- WHAT TO DO -
In the blog post on bison hazing below, write out the passage from "The federal agencies tried" up to and including "window was violated." word for word.

- DOCUMENT SEGMENT -
:::::

The Alliance Blog

Learn about our ongoing work and success in holding our government agencies accountable to the laws that protect our ecosystems and species from habitat destruction caused by extractive industries.

by Laura Lundquist, Chronicle Staff Writer

Despite an appellate court’s ruling allowing helicopter hazing of bison, an environmental group is happy about the precedent they won: namely the standing they can use in future lawsuits.

On Thursday, the 9th Circuit Court of Appeals ruled on a case brought by the Alliance for the Wild Rockies in 2011 against the U.S. Forest Service, Fish and Wildlife Service, National Park Service and Christian MacKay as executive director of the Montana Department of Livestock.

After hearing arguments on Nov. 8, the three judges overruled U.S. District Judge Charles C. Lovell and said AWR has standing under the Endangered Species Act and the National Environmental Protection Act to bring lawsuits.

To have standing, a plaintiff must prove that they suffered injury and that the defendant could remedy that injury.

However, the court agreed with Lovell in denying AWR’s request to stop bison helicopter hazing.

AWR executive director Mike Garrity still claimed victory.

“The 9th Circuit found that we have standing to sue the federal agencies involved in helicopter hazing for non-compliance with (laws requiring agency consultation). This re-opens the courthouse door so that we can now sue to challenge the federal agencies’ most recent analysis on the impacts of helicopter hazing on grizzly bears,” Garrity said.

The 2011 case revolved around the use of Department of Livestock helicopters to haze bison back into Yellowstone National Park.

But the AWR challenged the use of helicopters because the Interagency Bison Management Plan, as approved by all the agencies, had included the use without studying how it might affect grizzly bears, a species protected by the Endangered Species Act.

AWR claimed that helicopters disturbed grizzly bears in the greater Yellowstone area and could stress them enough to kill them, which would violate the ESA.

A September 2012 Biological Opinion concluded that helicopter operations “may affect but are not likely to adversely affect listed grizzly bears.”

The federal agencies tried to argue that they shouldn’t be sued for a DOL operation.

But the appeals court said they were responsible because they signed off on the plan.

One part of the ESA requires people wanting to sue a federal agency to give the agency 60 days notice so the agency can try to address the problem before it goes to court.

But in May 2011, Garrity was trying to ground the helicopters as the haze was starting.

So he gave his 60-day notice and filed a lawsuit one week later without the ESA charges. After the 60 days had passed, his attorney amended the lawsuit to include those charges.

Federal attorneys cried foul, claiming the 60-day window was violated.

Helicopters were used last spring to haze bison out of the Tom Miner Basin northwest of the Gardiner Basin. But they weren’t used during the May hazing operation outside West Yellowstone, where they were always used before.

DOL spokesman Steve Merritt has said the cost to run a helicopter is $700 an hour.

The DOL is unlikely to use such an expensive tool because its budget is at least $400,000 in the red.

:::::

- ENTRIES SUPPLIED -
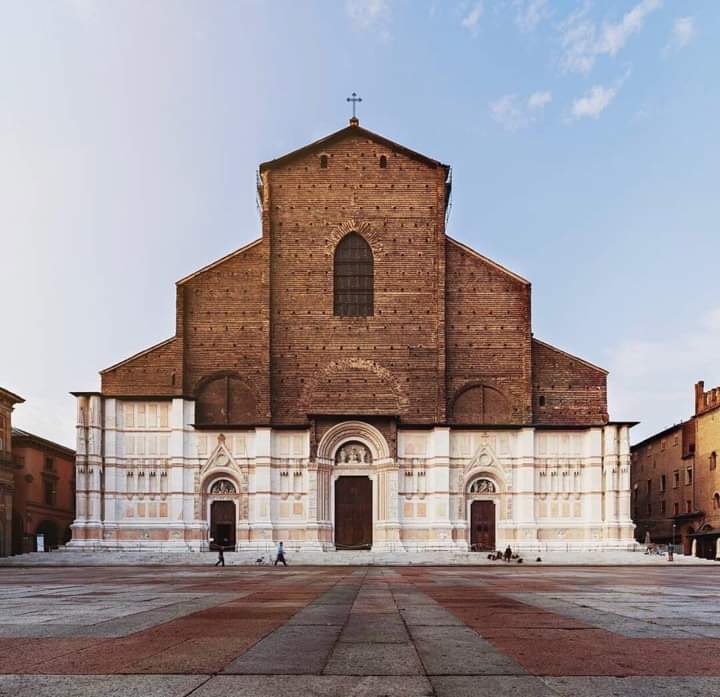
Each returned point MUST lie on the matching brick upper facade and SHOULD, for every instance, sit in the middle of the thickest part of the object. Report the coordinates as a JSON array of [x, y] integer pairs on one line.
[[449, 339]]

:::::

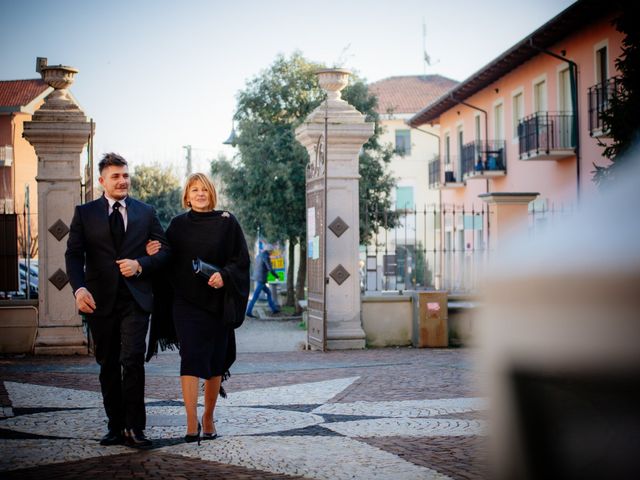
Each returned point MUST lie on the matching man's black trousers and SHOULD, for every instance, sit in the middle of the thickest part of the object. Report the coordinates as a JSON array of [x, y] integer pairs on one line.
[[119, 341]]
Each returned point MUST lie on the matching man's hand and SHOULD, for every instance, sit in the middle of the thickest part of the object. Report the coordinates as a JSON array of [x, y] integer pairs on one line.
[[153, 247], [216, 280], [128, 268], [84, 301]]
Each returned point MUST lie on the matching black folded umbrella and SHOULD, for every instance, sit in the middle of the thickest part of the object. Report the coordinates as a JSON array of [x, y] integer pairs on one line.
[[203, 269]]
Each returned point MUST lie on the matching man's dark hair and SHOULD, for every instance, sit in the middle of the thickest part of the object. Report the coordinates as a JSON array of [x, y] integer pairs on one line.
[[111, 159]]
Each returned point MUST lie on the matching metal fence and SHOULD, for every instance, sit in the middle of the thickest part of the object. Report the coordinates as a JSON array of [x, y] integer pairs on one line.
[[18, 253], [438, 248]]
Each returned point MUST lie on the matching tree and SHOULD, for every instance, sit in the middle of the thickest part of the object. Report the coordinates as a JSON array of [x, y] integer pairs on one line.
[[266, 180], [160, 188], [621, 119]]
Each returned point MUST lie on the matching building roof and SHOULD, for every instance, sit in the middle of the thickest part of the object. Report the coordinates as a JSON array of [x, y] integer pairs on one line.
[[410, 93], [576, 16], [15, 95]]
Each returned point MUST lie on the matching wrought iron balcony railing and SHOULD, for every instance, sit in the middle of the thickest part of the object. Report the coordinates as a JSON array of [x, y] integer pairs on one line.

:::::

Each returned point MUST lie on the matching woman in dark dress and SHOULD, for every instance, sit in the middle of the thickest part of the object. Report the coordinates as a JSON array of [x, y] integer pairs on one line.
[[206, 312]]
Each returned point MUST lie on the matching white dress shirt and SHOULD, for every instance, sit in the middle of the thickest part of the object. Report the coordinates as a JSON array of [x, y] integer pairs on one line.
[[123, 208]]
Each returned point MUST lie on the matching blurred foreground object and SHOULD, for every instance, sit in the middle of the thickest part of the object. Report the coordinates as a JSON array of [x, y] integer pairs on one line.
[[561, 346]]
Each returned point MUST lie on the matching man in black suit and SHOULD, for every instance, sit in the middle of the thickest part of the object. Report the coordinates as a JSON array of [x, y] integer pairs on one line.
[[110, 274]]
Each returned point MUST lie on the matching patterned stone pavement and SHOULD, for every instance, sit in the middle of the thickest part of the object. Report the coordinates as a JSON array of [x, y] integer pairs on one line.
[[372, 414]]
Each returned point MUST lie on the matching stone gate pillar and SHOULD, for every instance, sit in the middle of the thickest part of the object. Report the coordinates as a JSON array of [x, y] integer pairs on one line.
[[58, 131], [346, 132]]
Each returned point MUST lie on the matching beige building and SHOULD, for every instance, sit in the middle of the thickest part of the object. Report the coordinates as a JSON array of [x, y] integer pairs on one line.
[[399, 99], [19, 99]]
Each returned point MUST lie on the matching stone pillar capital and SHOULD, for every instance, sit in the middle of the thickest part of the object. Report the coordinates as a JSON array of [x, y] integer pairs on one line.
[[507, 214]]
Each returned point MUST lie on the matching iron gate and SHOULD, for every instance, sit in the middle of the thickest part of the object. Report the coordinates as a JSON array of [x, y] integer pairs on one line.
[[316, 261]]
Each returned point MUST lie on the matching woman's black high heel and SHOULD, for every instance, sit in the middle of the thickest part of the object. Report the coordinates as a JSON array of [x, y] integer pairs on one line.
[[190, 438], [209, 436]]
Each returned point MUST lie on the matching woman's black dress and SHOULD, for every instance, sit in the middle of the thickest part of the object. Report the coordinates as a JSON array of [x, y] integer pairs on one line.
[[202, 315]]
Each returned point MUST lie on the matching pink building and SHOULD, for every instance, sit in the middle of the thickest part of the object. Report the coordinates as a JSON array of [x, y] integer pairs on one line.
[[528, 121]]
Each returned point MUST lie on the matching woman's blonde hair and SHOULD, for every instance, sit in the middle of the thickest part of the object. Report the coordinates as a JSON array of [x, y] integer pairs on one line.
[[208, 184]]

:::::

- ANSWER TO THIS TASK -
The federal agencies tried to argue that they shouldn’t be sued for a DOL operation.

But the appeals court said they were responsible because they signed off on the plan.

One part of the ESA requires people wanting to sue a federal agency to give the agency 60 days notice so the agency can try to address the problem before it goes to court.

But in May 2011, Garrity was trying to ground the helicopters as the haze was starting.

So he gave his 60-day notice and filed a lawsuit one week later without the ESA charges. After the 60 days had passed, his attorney amended the lawsuit to include those charges.

Federal attorneys cried foul, claiming the 60-day window was violated.